Hi, habe die Penn Sargus 2000 und bin sehr,sehr zufrieden damit (250g schwer, alles Metall und Bremse ist gedichtet!). Soweit ich jedoch weiß, hat die Sargus ab 3000'er Größe keinen Rücklauf, sollte man wissen oder besser vorher sich beim Tackle Dealer ansehen. 
Das mit der Rute find ich ein guten Vorschlag! Ich habe die Sargus 2000 auf einer Shimano Beastmaster Multi Trout (die ist 2,70 oder mit Verlängerung 3,00m lang) die geht aber nur bis 30WG. 
Gruß BaFoDet


----------



## Zepfi (3. September 2010)

*AW: Allroundrute für Anfänger die auch zum Spinnen geeignet ist*

Die Sargus wird erst ab der 6000er schwer bis dahin ist kaum unterschied zu den anderen Rollen.


----------



## Mukalu (3. September 2010)

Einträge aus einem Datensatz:
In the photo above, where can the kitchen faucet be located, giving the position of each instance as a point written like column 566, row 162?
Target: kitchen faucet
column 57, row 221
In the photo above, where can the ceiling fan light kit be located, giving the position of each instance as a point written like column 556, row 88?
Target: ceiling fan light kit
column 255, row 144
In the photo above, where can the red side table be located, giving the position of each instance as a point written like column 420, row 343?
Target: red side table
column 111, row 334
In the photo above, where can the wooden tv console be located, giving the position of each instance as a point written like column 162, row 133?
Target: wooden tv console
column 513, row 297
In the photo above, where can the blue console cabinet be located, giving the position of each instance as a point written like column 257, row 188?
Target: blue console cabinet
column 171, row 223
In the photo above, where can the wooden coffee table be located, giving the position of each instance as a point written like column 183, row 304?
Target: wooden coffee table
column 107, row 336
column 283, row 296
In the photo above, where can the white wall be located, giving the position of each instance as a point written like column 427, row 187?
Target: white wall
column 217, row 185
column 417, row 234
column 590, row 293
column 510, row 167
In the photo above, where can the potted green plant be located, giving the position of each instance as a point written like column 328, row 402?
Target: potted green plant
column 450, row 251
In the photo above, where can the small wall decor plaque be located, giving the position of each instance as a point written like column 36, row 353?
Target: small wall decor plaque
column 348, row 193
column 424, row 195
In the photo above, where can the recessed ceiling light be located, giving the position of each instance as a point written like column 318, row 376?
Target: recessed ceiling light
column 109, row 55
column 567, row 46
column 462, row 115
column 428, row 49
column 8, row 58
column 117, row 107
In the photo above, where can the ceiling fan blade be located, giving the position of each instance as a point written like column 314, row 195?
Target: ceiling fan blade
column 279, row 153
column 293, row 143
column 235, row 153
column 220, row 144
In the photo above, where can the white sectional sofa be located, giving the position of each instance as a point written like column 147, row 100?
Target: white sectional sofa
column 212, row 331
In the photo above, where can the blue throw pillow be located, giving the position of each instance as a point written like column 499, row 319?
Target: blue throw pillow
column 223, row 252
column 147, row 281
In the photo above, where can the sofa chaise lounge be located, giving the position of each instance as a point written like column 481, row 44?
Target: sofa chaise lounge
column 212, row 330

### IHRE AUFGABE
Geben Sie den Text des Seitenauszugs zwischen „## Zepfi (3.“ und „den anderen Rollen.“ einschließlich dieser beiden Stellen unverändert aus.

### ERGEBNIS
## Zepfi (3. September 2010)

*AW: Allroundrute für Anfänger die auch zum Spinnen geeignet ist*

Die Sargus wird erst ab der 6000er schwer bis dahin ist kaum unterschied zu den anderen Rollen.